## TEXTO FORNECIDO
....

Alguém  lhe  chamou " um gigantesco navio de pedra eternamente ancorado no meio do Atlântico".


A " Ilha Lagarto " desce a pique para as profundezas do oceano desde o alto das suas falésias escarpadas, às fajãs adormentadas em espreguiçamento de intimidade com a Natureza pura.

S.Jorge integra o Grupo Central açoriano, tem 53 km de comprimento por um máximo de 8 de largura, e emergiu das profundezas do mar, pela actividade sísmica e vulcânica .  É um dos vértices das chamadas "ilhas do triângulo", em conjunto com o Faial e o Pico, do qual a separa um estreito canal de cerca de 15 km - o canal de S.Jorge.
O seu ponto mais alto é o Pico da Esperança, com mais de mil metros de altitude.
Foi achada e descoberta logo depois da Ilha Terceira, e sabe-se que o seu povoamento se terá iniciado por volta de 1460, com o primeiro núcleo populacional nas Velas e posteriormente um segundo núcleo situado na Calheta.

A Ilha, muito embora o seu relevo seja agreste e inacessível, foi vítima, no decorrer da sua história, de ataques de piratas e corsários.  
Só no século XX o seu isolamento foi sanado com a construção dos seus principais portos, de Velas e Calheta, bem como a construção do aeródromo de S. Jorge.
Desde o início do povoamento o desenvolvimento económico passou pelo cultivo do trigo e do milho, da urzela e do pastel, os quais eram, ao tempo,  exportados para o reino e para os territórios portugueses de África.

....

## LINHAS DE DADOS
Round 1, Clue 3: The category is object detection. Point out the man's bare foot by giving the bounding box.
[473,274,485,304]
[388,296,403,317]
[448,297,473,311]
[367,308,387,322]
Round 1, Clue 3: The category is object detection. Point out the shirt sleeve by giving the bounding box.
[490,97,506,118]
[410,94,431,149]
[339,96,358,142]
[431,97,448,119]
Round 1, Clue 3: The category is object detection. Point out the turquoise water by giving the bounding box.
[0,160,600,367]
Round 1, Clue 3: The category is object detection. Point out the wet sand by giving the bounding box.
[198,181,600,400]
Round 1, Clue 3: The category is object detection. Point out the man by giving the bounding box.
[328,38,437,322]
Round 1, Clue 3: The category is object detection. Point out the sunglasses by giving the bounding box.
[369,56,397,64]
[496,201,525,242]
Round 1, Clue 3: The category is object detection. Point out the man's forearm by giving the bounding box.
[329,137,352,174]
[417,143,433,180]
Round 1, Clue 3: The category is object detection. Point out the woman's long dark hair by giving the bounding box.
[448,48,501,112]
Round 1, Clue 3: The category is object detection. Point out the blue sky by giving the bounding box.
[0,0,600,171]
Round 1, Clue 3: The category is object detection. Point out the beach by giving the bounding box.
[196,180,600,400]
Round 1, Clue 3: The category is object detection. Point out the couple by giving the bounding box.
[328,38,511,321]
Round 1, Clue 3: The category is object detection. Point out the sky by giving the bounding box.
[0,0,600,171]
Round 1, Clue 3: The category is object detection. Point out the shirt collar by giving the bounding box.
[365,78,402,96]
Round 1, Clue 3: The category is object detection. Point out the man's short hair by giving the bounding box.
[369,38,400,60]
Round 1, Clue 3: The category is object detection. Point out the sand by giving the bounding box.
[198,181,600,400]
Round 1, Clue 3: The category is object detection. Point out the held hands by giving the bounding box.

....

## INSTRUÇÃO ESCRITA
Repete na íntegra o texto sobre a ilha de São Jorge, sem lhe alterar nada.

## RESPOSTA ESPERADA
Alguém  lhe  chamou " um gigantesco navio de pedra eternamente ancorado no meio do Atlântico".


A " Ilha Lagarto " desce a pique para as profundezas do oceano desde o alto das suas falésias escarpadas, às fajãs adormentadas em espreguiçamento de intimidade com a Natureza pura.

S.Jorge integra o Grupo Central açoriano, tem 53 km de comprimento por um máximo de 8 de largura, e emergiu das profundezas do mar, pela actividade sísmica e vulcânica .  É um dos vértices das chamadas "ilhas do triângulo", em conjunto com o Faial e o Pico, do qual a separa um estreito canal de cerca de 15 km - o canal de S.Jorge.
O seu ponto mais alto é o Pico da Esperança, com mais de mil metros de altitude.
Foi achada e descoberta logo depois da Ilha Terceira, e sabe-se que o seu povoamento se terá iniciado por volta de 1460, com o primeiro núcleo populacional nas Velas e posteriormente um segundo núcleo situado na Calheta.

A Ilha, muito embora o seu relevo seja agreste e inacessível, foi vítima, no decorrer da sua história, de ataques de piratas e corsários.  
Só no século XX o seu isolamento foi sanado com a construção dos seus principais portos, de Velas e Calheta, bem como a construção do aeródromo de S. Jorge.
Desde o início do povoamento o desenvolvimento económico passou pelo cultivo do trigo e do milho, da urzela e do pastel, os quais eram, ao tempo,  exportados para o reino e para os territórios portugueses de África.